Short task - Rewrite every line of the records below as a numbered list, leaving out any blank lines.
==== Input for this task ====
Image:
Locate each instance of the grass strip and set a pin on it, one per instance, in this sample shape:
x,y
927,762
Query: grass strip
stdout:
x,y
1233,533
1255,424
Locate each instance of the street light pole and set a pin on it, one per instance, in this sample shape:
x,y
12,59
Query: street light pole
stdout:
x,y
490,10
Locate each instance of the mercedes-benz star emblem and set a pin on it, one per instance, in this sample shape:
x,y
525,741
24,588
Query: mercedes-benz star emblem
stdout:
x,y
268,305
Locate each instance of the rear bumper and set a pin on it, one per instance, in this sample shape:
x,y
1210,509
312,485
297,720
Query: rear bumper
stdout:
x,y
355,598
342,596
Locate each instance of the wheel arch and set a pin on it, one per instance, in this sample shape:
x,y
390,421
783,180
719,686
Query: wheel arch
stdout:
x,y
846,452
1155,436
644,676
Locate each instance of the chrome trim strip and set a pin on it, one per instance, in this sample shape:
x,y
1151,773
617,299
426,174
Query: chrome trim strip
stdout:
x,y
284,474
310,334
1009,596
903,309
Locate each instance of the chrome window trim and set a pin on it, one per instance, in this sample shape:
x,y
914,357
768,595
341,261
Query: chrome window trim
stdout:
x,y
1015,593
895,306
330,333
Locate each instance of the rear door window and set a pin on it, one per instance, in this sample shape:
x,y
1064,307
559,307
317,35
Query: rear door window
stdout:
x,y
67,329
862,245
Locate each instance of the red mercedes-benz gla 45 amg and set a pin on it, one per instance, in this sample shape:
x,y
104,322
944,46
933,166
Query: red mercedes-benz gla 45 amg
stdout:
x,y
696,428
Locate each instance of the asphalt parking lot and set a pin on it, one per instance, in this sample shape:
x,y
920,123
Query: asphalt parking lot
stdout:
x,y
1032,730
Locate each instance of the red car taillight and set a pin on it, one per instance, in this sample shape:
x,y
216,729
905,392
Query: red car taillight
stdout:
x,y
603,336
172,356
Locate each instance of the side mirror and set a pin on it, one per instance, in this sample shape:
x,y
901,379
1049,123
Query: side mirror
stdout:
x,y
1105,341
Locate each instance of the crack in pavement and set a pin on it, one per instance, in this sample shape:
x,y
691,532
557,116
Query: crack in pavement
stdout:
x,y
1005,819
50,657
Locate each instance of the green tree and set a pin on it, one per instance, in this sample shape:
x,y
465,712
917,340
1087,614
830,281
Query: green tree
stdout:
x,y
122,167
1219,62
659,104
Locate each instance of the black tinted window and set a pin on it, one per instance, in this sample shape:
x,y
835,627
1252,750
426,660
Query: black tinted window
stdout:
====
Task response -
1. Image:
2. Locate each instance of the grass strip and set a pin on it, one per instance, in this sample shape:
3. x,y
4. 927,762
5. Query: grass strip
6. stdout:
7. x,y
8. 1233,533
9. 1255,424
10. Locate each instance of the street light pole and set a pin on it, one per instance, in this sample shape:
11. x,y
12. 12,59
13. Query: street light pole
14. stdout:
15. x,y
16. 490,10
17. Locate each instance of the mercedes-benz star emblem and set a pin on it, one per instance, in this sample shape:
18. x,y
19. 525,741
20. 24,588
21. Query: mercedes-benz star emblem
22. stdout:
23. x,y
24. 268,305
25. Locate each instance of the rear bumper and set a pin on it, one per instance, in this sample shape:
26. x,y
27. 1210,509
28. 312,485
29. 297,720
30. Query: rear bumper
31. stdout:
32. x,y
33. 355,598
34. 342,596
35. Locate each instance of the wheel arch and set a pin on it, one per instance, in this sample shape:
36. x,y
37. 390,421
38. 783,180
39. 719,686
40. Query: wheel arch
41. stdout:
42. x,y
43. 846,452
44. 1155,436
45. 644,676
46. Locate each instance of the chrome trim strip and set a pin on it, one per instance, in this sample shape:
47. x,y
48. 1151,773
49. 617,299
50. 426,174
51. Query: chrome trim strip
52. stdout:
53. x,y
54. 284,474
55. 310,334
56. 1009,596
57. 903,309
58. Locate each instance of the chrome window trim and set a pin on it, one per instance, in this sample shape:
59. x,y
60. 914,357
61. 768,595
62. 341,261
63. Query: chrome window trim
64. stdout:
65. x,y
66. 1015,593
67. 895,306
68. 330,333
69. Locate each instance of the rear door window and set a pin on it, one per instance, in this sample shape:
70. x,y
71. 1064,307
72. 559,307
73. 317,35
74. Query: rear door window
75. stdout:
76. x,y
77. 67,329
78. 862,245
79. Locate each instance of the red mercedes-benz gla 45 amg and set a pin on it, one per instance, in this sample shape:
80. x,y
81. 104,322
82. 944,46
83. 933,166
84. Query: red mercedes-benz gla 45 amg
85. stdout:
86. x,y
87. 696,428
88. Locate each instance of the asphalt parking lot and set a pin on it, one per instance, in this sample shape:
89. x,y
90. 920,123
91. Query: asphalt parking lot
92. stdout:
93. x,y
94. 1032,730
95. Locate each instance of the red car taillight and set a pin on it, one per instance, in this sample shape:
96. x,y
97. 216,729
98. 905,392
99. Query: red car taillight
100. stdout:
101. x,y
102. 603,336
103. 172,356
104. Locate each instance of the side mirror and set a pin on it, one per instance, in this sample shape:
105. x,y
106. 901,379
107. 1049,123
108. Query: side mirror
109. stdout:
110. x,y
111. 1105,341
112. Locate each instance of the crack in pavement and set a pin on it, one per instance, in this sample shape:
113. x,y
114. 691,532
115. 557,116
116. Query: crack in pavement
117. stdout:
118. x,y
119. 1005,819
120. 50,657
121. Locate each instance of the green tree and set a pin on it, one per instance, in this sample shape:
122. x,y
123. 465,712
124. 917,340
125. 1087,614
126. 830,281
127. Query: green tree
128. stdout:
129. x,y
130. 122,167
131. 1219,62
132. 659,104
133. Locate each instance of the black tinted window and set a pin on it, one per instance, in this sample shape:
134. x,y
135. 835,627
136. 1252,750
137. 426,660
138. Query: black tinted window
139. stdout:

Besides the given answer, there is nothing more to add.